Problem requirements –
Search the data for the word "sign" and copy every line where it occurs.

Records for the task –
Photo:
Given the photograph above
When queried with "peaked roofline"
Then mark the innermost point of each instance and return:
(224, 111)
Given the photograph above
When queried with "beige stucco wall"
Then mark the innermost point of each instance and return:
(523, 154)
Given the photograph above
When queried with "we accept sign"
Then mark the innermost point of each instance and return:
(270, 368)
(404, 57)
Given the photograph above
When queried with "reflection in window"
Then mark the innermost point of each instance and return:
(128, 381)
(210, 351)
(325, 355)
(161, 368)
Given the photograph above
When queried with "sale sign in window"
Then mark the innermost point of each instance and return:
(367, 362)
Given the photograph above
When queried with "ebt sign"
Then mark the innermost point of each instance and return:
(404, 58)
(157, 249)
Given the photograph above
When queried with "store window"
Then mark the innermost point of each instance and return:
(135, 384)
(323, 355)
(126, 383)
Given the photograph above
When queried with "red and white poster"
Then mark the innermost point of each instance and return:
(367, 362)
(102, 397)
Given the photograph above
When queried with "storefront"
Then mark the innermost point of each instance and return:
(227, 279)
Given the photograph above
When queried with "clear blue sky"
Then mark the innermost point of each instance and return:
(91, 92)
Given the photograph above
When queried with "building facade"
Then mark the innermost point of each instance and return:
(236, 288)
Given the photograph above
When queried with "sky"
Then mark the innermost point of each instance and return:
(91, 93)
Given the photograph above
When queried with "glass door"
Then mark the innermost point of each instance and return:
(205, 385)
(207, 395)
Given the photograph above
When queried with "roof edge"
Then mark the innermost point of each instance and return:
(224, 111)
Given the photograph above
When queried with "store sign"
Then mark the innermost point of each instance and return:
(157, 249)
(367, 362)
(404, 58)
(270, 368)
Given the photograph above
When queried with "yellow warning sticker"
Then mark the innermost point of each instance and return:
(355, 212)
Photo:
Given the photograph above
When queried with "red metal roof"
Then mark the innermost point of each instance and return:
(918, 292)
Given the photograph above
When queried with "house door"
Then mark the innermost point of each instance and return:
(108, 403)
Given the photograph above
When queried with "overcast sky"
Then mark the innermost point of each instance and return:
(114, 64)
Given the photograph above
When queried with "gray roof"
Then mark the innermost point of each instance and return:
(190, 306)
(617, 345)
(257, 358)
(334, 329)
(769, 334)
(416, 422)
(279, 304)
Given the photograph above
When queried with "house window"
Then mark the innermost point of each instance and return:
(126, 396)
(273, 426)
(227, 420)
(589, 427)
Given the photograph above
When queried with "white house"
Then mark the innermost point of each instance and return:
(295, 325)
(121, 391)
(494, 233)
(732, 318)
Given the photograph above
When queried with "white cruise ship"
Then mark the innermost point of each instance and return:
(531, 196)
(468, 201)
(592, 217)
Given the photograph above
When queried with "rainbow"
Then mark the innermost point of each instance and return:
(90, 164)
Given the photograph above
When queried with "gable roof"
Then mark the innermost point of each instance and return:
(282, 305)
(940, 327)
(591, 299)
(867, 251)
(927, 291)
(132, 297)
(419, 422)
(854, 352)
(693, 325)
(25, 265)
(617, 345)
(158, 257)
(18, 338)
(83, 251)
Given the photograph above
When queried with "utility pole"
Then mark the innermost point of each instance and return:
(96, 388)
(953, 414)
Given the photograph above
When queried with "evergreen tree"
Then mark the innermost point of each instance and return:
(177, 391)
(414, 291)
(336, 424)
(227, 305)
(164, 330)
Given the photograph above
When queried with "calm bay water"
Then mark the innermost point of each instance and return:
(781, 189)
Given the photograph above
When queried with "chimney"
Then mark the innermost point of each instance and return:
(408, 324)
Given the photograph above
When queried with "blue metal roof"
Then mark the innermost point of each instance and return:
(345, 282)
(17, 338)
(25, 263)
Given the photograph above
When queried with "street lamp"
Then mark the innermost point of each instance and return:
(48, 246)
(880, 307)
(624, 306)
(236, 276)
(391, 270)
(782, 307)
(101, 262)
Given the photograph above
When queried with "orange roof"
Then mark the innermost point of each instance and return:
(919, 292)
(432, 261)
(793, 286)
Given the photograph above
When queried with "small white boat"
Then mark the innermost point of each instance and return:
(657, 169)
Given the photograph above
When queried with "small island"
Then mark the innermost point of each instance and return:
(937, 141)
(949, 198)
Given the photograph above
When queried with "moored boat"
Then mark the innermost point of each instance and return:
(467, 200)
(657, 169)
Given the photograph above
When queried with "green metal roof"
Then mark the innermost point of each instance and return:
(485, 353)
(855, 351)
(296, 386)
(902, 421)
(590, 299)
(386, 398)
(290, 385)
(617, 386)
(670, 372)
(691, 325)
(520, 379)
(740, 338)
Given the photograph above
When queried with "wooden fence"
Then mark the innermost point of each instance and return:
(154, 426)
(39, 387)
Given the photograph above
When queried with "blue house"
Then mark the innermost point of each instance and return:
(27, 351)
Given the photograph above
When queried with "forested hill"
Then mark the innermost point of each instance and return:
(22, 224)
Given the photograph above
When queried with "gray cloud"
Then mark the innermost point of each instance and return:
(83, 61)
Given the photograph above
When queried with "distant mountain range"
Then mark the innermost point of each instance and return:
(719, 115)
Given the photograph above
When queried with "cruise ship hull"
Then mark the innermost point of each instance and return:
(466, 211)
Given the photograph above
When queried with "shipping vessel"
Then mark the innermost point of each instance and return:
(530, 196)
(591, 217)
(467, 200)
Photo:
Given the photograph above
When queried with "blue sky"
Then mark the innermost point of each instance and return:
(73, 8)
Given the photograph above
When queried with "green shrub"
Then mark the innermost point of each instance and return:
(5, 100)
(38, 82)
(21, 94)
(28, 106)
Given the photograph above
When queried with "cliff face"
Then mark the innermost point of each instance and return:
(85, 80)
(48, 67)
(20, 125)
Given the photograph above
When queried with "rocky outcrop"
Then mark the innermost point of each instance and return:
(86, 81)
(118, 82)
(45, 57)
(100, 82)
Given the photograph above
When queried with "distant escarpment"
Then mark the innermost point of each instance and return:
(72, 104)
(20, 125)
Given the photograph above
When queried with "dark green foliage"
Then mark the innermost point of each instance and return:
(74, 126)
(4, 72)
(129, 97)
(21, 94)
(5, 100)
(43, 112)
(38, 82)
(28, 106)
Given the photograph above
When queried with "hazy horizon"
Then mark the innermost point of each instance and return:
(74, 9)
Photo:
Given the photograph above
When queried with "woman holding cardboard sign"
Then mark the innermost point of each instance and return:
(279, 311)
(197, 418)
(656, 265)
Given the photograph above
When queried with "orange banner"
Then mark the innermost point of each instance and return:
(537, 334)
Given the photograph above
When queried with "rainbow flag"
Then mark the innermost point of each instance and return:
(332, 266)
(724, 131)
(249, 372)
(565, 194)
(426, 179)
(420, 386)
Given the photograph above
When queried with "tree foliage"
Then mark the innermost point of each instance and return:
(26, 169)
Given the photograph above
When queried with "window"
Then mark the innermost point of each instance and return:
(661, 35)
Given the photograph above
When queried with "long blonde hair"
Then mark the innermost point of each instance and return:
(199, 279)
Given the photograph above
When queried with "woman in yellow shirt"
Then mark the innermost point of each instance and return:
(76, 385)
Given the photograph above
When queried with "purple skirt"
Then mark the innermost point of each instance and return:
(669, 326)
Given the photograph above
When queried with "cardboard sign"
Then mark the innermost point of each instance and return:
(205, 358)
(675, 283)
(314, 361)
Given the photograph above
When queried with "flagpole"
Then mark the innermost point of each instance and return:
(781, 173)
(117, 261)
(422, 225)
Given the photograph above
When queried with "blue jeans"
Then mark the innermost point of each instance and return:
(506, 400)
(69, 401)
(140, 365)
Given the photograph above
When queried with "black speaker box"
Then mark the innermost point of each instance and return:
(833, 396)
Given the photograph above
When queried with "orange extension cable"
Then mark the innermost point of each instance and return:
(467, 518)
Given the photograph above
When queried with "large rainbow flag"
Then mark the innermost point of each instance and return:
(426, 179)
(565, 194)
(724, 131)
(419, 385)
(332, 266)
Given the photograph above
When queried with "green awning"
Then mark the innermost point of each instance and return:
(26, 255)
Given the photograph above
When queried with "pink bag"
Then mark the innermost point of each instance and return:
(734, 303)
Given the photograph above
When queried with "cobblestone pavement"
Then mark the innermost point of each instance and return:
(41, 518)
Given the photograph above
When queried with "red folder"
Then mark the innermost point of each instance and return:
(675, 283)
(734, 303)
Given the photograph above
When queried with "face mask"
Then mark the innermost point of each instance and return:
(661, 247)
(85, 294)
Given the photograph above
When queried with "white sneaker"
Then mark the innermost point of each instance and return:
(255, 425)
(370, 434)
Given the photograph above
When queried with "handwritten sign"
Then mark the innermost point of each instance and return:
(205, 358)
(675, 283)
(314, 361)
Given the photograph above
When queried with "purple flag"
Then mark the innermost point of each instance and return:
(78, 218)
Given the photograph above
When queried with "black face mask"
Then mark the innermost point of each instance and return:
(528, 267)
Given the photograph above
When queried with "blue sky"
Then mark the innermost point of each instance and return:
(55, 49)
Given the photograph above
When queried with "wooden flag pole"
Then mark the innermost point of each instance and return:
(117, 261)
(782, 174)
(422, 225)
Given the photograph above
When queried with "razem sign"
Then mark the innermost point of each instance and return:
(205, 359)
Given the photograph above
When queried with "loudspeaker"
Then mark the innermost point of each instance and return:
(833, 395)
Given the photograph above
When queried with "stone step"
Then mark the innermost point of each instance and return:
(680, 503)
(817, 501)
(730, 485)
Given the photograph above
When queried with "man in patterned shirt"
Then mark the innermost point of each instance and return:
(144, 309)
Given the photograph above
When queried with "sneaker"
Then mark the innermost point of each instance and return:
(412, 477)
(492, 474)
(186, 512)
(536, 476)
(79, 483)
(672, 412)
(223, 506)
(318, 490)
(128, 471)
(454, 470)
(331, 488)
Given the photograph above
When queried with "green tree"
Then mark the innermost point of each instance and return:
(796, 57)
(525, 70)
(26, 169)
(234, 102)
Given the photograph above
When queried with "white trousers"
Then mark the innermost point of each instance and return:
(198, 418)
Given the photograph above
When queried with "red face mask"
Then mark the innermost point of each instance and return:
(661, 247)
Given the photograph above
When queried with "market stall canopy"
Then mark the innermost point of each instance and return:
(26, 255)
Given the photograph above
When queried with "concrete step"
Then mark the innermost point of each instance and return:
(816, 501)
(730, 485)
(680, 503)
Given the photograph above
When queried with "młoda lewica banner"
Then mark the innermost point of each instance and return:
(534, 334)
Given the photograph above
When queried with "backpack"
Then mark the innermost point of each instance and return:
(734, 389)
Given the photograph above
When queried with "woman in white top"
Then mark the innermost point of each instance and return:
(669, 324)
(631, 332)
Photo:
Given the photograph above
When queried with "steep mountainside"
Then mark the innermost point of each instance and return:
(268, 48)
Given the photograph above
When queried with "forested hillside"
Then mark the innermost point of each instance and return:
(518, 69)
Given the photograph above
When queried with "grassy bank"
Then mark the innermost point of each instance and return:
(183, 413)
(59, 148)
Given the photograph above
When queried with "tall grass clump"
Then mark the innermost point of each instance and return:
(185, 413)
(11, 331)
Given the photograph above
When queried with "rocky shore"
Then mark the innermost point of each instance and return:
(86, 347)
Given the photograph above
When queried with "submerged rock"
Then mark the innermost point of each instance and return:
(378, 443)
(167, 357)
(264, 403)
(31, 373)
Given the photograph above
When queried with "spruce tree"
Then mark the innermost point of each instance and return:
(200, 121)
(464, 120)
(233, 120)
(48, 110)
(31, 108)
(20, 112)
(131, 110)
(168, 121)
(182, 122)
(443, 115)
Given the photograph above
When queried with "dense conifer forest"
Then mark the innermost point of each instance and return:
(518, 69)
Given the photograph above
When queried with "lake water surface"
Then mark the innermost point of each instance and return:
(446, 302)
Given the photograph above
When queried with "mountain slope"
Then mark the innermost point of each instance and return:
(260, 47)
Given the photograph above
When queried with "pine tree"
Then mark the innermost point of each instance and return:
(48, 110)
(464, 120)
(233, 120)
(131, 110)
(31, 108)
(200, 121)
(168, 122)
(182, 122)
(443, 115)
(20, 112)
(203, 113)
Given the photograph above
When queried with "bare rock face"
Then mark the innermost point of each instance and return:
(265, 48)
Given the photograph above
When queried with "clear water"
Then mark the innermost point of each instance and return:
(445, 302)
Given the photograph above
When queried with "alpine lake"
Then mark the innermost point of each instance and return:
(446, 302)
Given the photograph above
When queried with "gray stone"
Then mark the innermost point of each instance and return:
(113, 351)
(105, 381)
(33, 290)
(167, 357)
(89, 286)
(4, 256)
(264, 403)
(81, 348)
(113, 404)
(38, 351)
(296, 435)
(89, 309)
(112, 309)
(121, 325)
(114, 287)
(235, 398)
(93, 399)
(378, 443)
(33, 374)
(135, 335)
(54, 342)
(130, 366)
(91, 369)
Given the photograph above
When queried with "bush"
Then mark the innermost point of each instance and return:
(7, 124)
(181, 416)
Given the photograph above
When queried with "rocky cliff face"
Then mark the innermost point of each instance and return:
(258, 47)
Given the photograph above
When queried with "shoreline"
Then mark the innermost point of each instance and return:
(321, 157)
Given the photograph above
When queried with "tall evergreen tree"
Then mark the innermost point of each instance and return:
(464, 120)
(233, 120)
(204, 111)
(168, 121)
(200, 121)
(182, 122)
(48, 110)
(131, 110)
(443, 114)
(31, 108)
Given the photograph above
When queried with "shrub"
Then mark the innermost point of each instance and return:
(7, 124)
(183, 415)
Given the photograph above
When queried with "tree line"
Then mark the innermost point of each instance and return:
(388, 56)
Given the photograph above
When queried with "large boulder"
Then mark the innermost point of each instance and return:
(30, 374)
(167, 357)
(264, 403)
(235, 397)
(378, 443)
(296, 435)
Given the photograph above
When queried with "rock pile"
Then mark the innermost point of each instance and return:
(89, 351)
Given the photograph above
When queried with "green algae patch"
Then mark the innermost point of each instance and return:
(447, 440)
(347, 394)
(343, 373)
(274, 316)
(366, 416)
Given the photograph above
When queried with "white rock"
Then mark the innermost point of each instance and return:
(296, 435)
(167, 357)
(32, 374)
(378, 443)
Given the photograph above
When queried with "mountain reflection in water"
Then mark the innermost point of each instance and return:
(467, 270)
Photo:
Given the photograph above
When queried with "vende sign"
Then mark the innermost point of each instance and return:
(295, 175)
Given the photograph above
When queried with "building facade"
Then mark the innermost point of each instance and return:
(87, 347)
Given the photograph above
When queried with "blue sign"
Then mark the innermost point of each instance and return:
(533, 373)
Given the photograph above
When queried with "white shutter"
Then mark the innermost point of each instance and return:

Expected answer –
When queried with "we accept sign"
When queried with "sale sign in window"
When queried with "ebt sign"
When queried with "store sign"
When queried with "woman holding cardboard sign"
When queried with "cardboard sign"
When queried with "handwritten sign"
When queried with "razem sign"
When queried with "vende sign"
When queried with "blue sign"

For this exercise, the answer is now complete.